◆ Page text
----------------

- Born: 26 March 1902 Menzies, Western Australia
- Died: 27 June 1979 (aged 77) Perth, Western Australia
- Education: Christian Brothers College, Perth and University of Western Australia
- Spouse(s): Marguerite Winifred Hough (first) and Doris Ita Walsh (second)
- Children: Six
- Parent(s): Phillip Meagher & Annie Nee Jennings

= Thomas William Meagher =

Australian politician

Sir Thomas William Meagher (26 March 1902 – 27 June 1979) was a medical practitioner who, starting in 1939, served as Lord Mayor of Perth, Western Australia.

A native of Menzies, Thomas Meagher attended Christian Brothers College, Perth from 1911 to 1919, and completed first-year science at the University of Western Australia in 1920. He subsequently studied medicine at the University of Melbourne, receiving his degree in 1925.

On 8 March 1927 he married Marguerite Winifred Hough (died 1952) at the Chapel of Christian Brothers College, Perth.

He was elected to represent Victoria Park Ward on the Perth City Council in 1937. In 1939, he was appointed Lord Mayor of Perth City Council.

He was President of the Royal Automobile Club of Western Australia from 1945 to 1947; in that role he helped set up RAC Insurance Pty Ltd and the National Safety Council of Western Australia.

He was knighted in 1947 and, on 18 November 1953, married Doris Ita Walsh at CBC Chapel.

He also served as president of the Kings Park Board from 1954 to 1979, chairman of the Trustees of the Western Australian Museum from 1959 to 1973, and president of the Western Australian division of the Australian Olympic Federation from 1947 to 1971.

Thomas Meagher died in Perth, three months past his 77th birthday, and was buried in Karrakatta Cemetery.

----------------

◆ Supplied material
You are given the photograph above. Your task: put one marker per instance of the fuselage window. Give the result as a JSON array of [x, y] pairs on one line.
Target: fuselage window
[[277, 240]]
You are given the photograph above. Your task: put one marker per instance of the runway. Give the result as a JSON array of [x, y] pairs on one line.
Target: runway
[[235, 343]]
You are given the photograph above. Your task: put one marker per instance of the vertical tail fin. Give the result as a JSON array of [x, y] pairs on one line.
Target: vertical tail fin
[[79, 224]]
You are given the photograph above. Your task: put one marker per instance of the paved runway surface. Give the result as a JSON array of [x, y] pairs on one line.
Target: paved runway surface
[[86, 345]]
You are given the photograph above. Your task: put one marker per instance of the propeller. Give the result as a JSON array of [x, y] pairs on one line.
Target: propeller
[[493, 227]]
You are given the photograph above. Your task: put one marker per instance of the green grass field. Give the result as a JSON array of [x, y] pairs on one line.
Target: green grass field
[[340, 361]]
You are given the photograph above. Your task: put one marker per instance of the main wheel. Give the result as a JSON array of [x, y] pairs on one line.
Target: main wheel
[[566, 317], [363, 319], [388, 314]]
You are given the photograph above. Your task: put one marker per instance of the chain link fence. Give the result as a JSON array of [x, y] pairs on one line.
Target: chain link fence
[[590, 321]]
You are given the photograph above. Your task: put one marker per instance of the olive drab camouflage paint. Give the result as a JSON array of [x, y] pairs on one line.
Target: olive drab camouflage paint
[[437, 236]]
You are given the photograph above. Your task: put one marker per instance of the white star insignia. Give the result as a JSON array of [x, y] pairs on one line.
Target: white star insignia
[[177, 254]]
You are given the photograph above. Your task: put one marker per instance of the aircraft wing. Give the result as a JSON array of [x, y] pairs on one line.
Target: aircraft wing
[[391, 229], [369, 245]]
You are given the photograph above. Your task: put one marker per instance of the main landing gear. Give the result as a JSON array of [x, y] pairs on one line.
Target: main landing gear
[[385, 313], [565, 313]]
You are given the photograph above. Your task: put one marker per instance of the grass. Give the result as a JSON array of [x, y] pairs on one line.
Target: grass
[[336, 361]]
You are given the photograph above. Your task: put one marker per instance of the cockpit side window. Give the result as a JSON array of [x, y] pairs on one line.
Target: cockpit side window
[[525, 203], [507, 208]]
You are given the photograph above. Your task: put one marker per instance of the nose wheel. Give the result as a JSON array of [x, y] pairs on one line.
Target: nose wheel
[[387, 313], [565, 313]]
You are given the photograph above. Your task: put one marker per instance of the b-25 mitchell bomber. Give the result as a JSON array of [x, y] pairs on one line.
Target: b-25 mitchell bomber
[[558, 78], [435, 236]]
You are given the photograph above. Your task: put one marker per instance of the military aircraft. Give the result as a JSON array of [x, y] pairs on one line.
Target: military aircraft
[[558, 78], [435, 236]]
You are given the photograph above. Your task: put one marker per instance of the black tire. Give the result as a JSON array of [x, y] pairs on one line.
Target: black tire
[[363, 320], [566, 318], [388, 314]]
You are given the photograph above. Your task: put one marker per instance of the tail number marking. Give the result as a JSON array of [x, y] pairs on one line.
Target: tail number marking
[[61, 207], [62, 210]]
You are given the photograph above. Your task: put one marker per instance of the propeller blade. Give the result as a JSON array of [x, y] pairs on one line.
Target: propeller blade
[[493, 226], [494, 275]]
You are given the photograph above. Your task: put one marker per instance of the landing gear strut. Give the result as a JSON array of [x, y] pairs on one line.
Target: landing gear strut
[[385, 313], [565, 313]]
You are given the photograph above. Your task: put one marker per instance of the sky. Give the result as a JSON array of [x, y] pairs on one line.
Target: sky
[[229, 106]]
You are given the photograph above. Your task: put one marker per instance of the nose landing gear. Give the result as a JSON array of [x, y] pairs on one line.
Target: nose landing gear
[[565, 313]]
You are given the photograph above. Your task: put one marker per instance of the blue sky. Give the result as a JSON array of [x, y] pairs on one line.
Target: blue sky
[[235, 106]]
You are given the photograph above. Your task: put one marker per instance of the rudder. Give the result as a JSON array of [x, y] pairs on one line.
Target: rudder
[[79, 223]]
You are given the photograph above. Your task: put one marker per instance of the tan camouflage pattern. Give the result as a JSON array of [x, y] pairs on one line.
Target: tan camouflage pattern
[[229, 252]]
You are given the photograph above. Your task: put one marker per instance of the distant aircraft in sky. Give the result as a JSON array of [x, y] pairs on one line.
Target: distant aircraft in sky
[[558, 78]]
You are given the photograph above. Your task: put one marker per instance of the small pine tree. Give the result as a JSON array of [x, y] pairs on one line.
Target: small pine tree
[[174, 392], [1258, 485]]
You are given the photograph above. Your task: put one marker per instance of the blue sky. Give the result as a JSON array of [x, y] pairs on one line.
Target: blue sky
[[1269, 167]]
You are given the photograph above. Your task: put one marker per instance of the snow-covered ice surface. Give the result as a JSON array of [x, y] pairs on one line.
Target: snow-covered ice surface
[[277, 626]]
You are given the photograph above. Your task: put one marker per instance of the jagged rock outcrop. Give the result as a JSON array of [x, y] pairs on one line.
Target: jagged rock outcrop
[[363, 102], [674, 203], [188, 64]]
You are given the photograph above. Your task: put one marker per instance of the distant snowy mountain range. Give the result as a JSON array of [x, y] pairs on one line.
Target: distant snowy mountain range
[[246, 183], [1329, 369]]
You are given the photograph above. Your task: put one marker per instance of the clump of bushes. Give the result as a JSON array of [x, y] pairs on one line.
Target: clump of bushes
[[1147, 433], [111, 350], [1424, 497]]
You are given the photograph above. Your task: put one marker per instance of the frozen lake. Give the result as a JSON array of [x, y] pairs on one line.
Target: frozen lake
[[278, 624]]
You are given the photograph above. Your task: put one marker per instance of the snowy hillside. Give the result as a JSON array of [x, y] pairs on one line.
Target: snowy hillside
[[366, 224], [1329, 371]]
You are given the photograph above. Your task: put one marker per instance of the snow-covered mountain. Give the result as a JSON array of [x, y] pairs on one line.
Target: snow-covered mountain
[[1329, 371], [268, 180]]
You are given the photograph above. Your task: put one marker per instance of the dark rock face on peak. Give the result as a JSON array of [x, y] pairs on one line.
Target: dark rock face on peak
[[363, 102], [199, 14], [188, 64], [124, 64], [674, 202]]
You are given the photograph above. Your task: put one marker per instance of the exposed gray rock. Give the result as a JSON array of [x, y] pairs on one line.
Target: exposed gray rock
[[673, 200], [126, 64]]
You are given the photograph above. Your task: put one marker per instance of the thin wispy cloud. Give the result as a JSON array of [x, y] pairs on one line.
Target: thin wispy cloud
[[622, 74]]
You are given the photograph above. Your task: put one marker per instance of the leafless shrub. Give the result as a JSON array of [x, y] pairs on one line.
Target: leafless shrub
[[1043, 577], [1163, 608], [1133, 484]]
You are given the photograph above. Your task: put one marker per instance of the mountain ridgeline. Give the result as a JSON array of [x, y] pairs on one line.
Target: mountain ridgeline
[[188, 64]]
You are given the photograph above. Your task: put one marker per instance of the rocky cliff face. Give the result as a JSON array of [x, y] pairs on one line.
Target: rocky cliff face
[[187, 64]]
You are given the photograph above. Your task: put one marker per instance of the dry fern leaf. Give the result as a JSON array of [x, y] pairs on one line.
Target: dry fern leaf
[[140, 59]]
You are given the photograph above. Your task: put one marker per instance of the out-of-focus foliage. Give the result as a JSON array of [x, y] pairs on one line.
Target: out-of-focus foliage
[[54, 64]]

----------------

◆ Work item
Rewrite the Thomas Meagher biography starting at "He was knighted" and ending at "in Karrakatta Cemetery.", swapping "CBC Chapel" for "Christian Brothers College Chapel". The material has no role in this exercise.

◆ Exercise answer
He was knighted in 1947 and, on 18 November 1953, married Doris Ita Walsh at Christian Brothers College Chapel.

He also served as president of the Kings Park Board from 1954 to 1979, chairman of the Trustees of the Western Australian Museum from 1959 to 1973, and president of the Western Australian division of the Australian Olympic Federation from 1947 to 1971.

Thomas Meagher died in Perth, three months past his 77th birthday, and was buried in Karrakatta Cemetery.